### Exercise task
Quote the material word for word, from the line containing "Annotation pass 2 — re-examine this image for any wooden fence" up to and including the line containing "[0,61,500,333]".

### Data lines
##########

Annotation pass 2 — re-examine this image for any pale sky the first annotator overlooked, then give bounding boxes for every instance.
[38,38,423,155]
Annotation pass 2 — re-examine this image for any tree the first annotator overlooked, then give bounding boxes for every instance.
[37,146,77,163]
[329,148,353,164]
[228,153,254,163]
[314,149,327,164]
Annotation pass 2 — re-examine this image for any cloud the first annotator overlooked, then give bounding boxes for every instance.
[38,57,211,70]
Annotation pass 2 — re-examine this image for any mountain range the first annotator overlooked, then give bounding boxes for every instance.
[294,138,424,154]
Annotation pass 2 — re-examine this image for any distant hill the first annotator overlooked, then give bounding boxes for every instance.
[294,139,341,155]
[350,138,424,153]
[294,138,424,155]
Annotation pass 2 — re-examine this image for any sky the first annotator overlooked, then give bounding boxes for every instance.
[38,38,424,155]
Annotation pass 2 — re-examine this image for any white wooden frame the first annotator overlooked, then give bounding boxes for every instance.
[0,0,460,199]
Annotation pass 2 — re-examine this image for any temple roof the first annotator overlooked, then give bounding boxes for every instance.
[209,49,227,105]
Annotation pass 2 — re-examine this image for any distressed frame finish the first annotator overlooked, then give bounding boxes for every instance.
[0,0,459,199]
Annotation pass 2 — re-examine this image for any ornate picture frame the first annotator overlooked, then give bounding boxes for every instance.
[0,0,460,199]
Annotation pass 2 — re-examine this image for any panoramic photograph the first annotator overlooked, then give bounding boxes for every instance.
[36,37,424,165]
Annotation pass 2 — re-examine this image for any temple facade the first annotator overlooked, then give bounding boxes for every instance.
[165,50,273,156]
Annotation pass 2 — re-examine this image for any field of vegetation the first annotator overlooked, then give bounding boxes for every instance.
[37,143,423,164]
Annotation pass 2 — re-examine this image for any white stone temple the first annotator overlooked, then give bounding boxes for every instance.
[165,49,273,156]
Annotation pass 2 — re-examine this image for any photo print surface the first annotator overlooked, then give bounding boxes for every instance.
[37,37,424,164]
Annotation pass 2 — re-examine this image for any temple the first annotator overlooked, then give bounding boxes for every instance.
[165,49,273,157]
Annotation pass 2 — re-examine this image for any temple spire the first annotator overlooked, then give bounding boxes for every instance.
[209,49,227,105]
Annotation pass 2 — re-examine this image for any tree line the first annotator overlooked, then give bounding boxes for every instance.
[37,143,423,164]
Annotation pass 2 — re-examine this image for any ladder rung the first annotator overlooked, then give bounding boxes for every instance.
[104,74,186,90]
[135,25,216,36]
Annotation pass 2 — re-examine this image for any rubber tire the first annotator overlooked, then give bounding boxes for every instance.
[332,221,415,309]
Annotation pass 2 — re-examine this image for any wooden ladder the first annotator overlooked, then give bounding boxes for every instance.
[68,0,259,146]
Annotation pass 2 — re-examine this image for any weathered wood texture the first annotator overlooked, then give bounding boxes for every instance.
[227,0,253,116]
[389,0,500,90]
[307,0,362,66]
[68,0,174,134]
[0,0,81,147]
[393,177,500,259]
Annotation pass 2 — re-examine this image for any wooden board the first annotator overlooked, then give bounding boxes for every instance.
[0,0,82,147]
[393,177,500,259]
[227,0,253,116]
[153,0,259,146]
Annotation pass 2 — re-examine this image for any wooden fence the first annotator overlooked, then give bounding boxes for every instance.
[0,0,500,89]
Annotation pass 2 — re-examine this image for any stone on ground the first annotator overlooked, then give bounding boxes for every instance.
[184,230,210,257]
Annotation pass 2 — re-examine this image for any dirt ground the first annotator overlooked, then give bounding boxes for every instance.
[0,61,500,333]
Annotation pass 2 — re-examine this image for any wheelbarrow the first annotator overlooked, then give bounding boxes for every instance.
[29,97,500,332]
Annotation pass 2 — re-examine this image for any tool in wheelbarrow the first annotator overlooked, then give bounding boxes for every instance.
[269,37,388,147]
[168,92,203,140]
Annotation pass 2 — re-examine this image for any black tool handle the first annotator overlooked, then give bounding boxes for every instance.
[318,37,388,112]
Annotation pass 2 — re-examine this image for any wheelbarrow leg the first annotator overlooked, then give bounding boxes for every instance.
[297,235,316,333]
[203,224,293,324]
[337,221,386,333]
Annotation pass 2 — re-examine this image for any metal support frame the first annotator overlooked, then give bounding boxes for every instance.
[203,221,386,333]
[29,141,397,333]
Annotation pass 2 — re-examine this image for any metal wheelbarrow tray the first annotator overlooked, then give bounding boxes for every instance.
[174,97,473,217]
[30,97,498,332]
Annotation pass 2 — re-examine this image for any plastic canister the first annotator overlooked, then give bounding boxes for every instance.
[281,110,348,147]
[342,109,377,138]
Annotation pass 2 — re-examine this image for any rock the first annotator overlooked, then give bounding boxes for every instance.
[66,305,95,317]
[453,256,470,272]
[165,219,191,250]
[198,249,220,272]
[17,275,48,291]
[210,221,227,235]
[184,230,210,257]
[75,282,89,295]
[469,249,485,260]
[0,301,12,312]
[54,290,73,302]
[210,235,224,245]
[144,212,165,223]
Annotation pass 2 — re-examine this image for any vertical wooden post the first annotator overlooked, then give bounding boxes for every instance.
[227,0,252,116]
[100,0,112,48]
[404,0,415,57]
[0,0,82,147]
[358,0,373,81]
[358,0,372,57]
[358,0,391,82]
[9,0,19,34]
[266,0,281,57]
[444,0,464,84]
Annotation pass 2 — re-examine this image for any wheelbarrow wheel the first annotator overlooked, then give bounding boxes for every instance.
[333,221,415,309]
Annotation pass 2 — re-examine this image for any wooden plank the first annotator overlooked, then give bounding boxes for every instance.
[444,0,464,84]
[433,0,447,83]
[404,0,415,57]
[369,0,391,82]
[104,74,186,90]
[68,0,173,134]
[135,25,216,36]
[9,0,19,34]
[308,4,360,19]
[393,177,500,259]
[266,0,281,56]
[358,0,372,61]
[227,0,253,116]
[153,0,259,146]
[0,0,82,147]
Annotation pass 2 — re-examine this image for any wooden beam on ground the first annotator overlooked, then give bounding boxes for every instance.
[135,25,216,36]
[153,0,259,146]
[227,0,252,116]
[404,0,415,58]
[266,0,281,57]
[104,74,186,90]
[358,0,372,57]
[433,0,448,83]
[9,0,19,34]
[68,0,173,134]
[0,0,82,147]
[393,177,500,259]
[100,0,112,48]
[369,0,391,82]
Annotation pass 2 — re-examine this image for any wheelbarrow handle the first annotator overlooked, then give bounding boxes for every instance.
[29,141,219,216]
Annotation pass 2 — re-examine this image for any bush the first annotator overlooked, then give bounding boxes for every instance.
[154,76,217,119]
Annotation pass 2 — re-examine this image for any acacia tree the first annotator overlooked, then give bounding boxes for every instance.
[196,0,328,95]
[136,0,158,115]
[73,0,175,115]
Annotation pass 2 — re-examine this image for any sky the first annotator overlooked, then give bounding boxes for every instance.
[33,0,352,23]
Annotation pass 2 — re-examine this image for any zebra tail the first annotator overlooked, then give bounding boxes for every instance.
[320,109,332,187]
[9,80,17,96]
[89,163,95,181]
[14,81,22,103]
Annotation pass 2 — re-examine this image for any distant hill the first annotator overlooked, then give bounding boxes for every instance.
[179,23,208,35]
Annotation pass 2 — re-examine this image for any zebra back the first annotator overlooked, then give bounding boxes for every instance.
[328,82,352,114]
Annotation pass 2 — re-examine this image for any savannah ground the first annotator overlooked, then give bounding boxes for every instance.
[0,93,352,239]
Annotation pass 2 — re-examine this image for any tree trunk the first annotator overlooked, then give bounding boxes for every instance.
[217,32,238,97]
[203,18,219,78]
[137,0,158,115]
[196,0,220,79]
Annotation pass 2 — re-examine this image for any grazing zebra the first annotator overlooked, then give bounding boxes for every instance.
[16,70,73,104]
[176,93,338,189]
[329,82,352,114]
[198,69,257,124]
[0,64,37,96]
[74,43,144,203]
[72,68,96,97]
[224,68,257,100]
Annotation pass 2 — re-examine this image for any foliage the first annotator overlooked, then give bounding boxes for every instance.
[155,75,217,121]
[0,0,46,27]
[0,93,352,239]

##########

### Complete answer
Annotation pass 2 — re-examine this image for any wooden fence the first annotator overlooked, then give bounding boxes for every instance.
[0,0,500,89]
Annotation pass 2 — re-examine this image for any stone on ground the first annotator overlooked, then give bounding boxes for every instance.
[184,230,210,257]
Annotation pass 2 — re-examine this image for any dirt ground the first annotator overlooked, then give bounding boxes for every instance.
[0,61,500,333]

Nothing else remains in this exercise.